### What the task asks
The records below are to be quoted in full; please keep every word exact.

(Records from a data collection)

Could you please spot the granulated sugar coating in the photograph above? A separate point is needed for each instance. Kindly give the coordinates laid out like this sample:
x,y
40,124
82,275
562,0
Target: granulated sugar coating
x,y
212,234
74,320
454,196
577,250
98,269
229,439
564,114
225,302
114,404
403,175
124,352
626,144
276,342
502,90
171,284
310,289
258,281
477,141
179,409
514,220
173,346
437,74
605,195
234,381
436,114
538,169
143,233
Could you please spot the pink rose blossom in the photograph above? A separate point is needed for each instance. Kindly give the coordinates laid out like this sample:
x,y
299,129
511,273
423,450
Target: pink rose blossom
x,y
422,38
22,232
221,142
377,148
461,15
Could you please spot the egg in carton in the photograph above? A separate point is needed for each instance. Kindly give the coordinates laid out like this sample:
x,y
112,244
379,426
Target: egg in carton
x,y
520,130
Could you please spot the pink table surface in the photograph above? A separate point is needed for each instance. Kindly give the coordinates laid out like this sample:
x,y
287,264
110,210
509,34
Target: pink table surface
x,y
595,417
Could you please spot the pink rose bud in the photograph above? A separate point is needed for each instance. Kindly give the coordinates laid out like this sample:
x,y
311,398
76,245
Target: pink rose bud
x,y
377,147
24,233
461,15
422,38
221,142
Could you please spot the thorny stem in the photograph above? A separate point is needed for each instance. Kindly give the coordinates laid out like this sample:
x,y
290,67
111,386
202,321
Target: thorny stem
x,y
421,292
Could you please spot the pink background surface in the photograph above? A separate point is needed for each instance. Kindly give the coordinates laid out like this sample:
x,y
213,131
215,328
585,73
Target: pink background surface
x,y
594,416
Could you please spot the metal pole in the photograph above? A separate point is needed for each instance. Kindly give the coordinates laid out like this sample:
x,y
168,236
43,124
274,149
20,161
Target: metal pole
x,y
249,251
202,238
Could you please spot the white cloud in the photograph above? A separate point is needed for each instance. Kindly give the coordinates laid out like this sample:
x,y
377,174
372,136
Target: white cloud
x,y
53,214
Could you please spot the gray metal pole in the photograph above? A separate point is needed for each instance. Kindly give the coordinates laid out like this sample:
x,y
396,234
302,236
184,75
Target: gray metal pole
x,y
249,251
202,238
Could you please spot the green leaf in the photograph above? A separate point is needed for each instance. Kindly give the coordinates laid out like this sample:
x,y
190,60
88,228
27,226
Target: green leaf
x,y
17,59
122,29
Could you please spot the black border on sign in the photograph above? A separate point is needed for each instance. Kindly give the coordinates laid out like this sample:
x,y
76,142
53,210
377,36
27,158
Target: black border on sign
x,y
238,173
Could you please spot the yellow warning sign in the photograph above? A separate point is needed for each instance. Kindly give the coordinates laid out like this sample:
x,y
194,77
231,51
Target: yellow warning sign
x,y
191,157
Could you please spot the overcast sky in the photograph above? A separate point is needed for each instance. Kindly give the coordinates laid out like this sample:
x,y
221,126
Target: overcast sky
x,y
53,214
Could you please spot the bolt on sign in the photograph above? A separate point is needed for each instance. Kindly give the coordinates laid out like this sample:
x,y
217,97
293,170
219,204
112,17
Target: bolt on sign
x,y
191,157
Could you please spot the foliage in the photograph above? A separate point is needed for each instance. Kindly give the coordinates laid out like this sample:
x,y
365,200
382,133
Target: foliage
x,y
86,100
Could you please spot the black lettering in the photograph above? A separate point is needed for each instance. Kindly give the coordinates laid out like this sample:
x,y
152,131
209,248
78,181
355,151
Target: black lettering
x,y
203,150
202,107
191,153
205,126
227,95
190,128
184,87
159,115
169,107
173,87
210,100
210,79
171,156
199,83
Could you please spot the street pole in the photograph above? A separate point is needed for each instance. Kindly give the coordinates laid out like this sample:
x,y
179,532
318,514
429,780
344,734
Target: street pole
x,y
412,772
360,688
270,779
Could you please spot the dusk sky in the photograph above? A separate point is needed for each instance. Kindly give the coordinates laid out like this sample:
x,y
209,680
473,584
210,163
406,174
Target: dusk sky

### Solution to this task
Could you please spot the granulated sugar coating in the photograph above? A separate point is needed for each instance. Kindly give the coordinates laid out like this sample:
x,y
40,124
82,275
562,0
Target: granulated sugar coating
x,y
212,234
74,320
454,196
577,250
98,269
229,439
564,114
225,302
114,404
403,175
124,352
626,144
276,342
502,90
171,284
310,289
258,281
477,141
179,409
514,220
173,346
437,74
605,195
234,381
436,114
538,169
143,233
Could you please spot the pink rose blossom in the photograph above? A separate point is needed for each instance. Kindly give the coordinates laid out like this sample:
x,y
299,129
511,273
423,450
Target: pink rose blossom
x,y
422,38
22,232
221,142
377,148
461,15
Could you please spot the egg in carton in the photograph above? A separate point is needed for each instance. Kindly give the coordinates laid out like this sample:
x,y
112,244
379,426
Target: egg in carton
x,y
520,130
Could you please spot the pink table surface in the photograph above? A separate point is needed for each instance. Kindly give the coordinates laid out like this sample:
x,y
287,264
110,210
509,34
Target: pink table surface
x,y
595,417
Could you please spot the pink rose bud in the photograph above? A separate point is needed for each instance. Kindly give the coordinates laid out like this sample:
x,y
311,398
76,245
Target: pink rose bud
x,y
377,147
24,233
461,15
422,38
221,142
Could you please spot the thorny stem in the photograph above? A separate point is needed for each instance. Kindly give the coordinates laid out like this sample:
x,y
290,67
111,386
202,321
Target: thorny stem
x,y
421,292
Could you please spot the pink background surface in the photograph above? A separate point is needed for each instance. Kindly give the coordinates laid out like this sample:
x,y
213,131
215,328
585,73
Target: pink background surface
x,y
594,416
Could you please spot the metal pole in the photograph above? A separate point is needed for each instance. Kindly give the coordinates laid out like this sample:
x,y
168,236
43,124
274,149
20,161
Target: metal pole
x,y
249,251
202,238
Could you please spot the white cloud in the photograph above? A separate point is needed for each instance. Kindly give the coordinates laid out like this sample:
x,y
377,174
372,136
Target: white cloud
x,y
53,214
Could you please spot the gray metal pole in the photograph above? A separate point is needed for each instance. Kindly give the coordinates laid out like this sample:
x,y
396,234
302,236
184,75
Target: gray metal pole
x,y
249,251
202,238
Could you please spot the green leaf in the photograph above? A separate point is needed for each instance. Kindly give the coordinates laid out like this sample:
x,y
190,60
88,228
27,226
Target: green leaf
x,y
17,59
122,29
Could you please spot the black border on sign in the photograph above? A separate point is needed for each instance. Kindly give the coordinates laid out like this sample:
x,y
76,142
53,210
377,36
27,158
Target: black border on sign
x,y
238,173
Could you please spot the yellow warning sign in the photograph above? A separate point is needed for each instance. Kindly give the coordinates laid out like this sample:
x,y
194,77
231,51
Target: yellow warning sign
x,y
191,157
Could you please spot the overcast sky in the photograph above? A separate point is needed for each instance. Kindly give the coordinates laid out like this sample:
x,y
221,126
Target: overcast sky
x,y
53,214
Could you please spot the bolt on sign in the photograph above? A separate point is needed for each instance. Kindly give the coordinates laid out like this sample:
x,y
217,97
293,170
219,204
112,17
Target: bolt on sign
x,y
191,157
Could you please spot the foliage in the photograph above? A separate point is needed for each instance. Kindly give the coordinates laid out like this sample:
x,y
365,200
382,133
Target: foliage
x,y
86,100
Could you please spot the black lettering in the photograph above? A separate point is needed for each instance. Kindly give the coordinates laid out like this sample:
x,y
152,131
209,248
78,181
355,151
Target: black lettering
x,y
203,150
202,107
191,153
205,126
227,95
190,128
184,87
159,115
169,107
173,87
210,100
210,79
171,156
199,83
Could you please spot the street pole in the photograph above? A separate point is needed for each instance. Kindly give the coordinates laid out like this sample:
x,y
179,532
318,514
429,780
344,734
Target: street pole
x,y
412,772
360,688
270,779
Could you please spot the dusk sky in the photograph above? A separate point is needed for each instance. Kindly give the coordinates laid out like this sample:
x,y
209,680
473,584
210,163
406,174
Target: dusk sky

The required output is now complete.